Lay out every line of the entries below as a JSON list of strings, one string per line, and skip blank lines. Leave the pictures out of the list.

··········

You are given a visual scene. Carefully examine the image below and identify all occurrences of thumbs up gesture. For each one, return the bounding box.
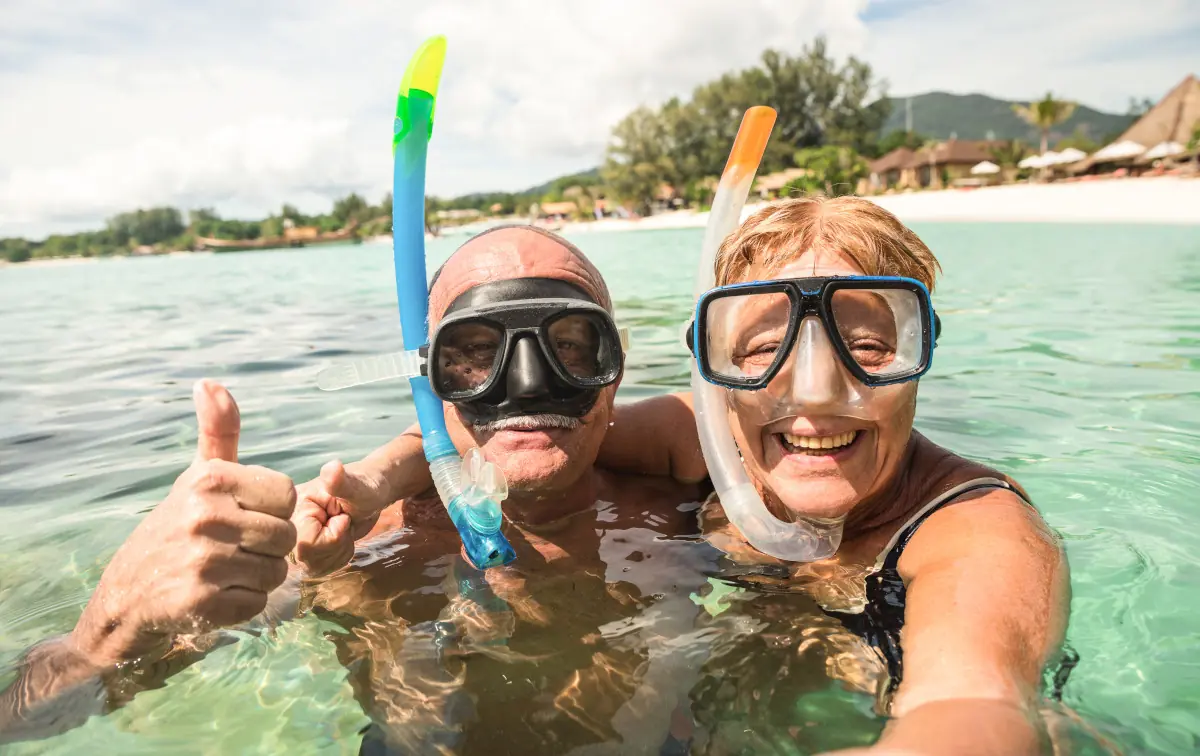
[71,380,296,666]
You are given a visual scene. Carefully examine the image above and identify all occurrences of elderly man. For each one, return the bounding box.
[293,227,715,754]
[0,227,712,752]
[293,226,707,576]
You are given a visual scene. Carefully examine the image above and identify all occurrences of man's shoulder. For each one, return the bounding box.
[596,468,713,508]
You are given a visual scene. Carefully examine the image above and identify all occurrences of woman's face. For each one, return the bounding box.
[728,252,917,517]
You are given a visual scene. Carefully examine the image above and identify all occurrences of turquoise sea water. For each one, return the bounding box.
[0,224,1200,754]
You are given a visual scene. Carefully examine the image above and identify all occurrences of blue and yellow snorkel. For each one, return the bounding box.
[318,36,516,570]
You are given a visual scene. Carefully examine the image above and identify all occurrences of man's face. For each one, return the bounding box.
[430,228,619,494]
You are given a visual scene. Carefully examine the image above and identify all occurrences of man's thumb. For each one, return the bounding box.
[192,379,241,462]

··········

◆ Task result:
[
  "You are given a visual scene. Carefully examine the image below and identify all occurrences of thumbs up gesture. For each one, return the bounding box.",
  "[71,380,296,666]",
  "You are given a visual scene. Carefully examine the image above and identify all occurrences of elderly man. For each one, return the bounding box.",
  "[293,227,715,754]",
  "[0,227,712,752]",
  "[293,226,707,576]",
  "You are given a visual scene. Carefully examine the image above and identify all occurrences of man's shoulder. For each one, return the bounding box.",
  "[596,468,713,508]",
  "You are given a visual scene. Carefully examine the image above and identify all occurrences of woman's face. For each one, return the bounding box.",
  "[728,252,917,517]",
  "You are given a visual scene. Carefully examine the image above and identify all occurrences of turquoise sea water. For each one, return the bounding box.",
  "[0,224,1200,754]",
  "You are given a visual scene. Carefully examine the image above and identify all occurrences of blue and yellow snorkel. For each one, return the bounding box.",
  "[318,36,516,570]",
  "You are given a visual scene. Carefully examine the image above and identify all occurrences of man's face. For each one, return the bounding box.",
  "[430,228,619,494]",
  "You are given a visual scene. Carefully examine the image above and identify all occurrences of man's thumb. For each one, return the bounding box.",
  "[192,379,241,462]"
]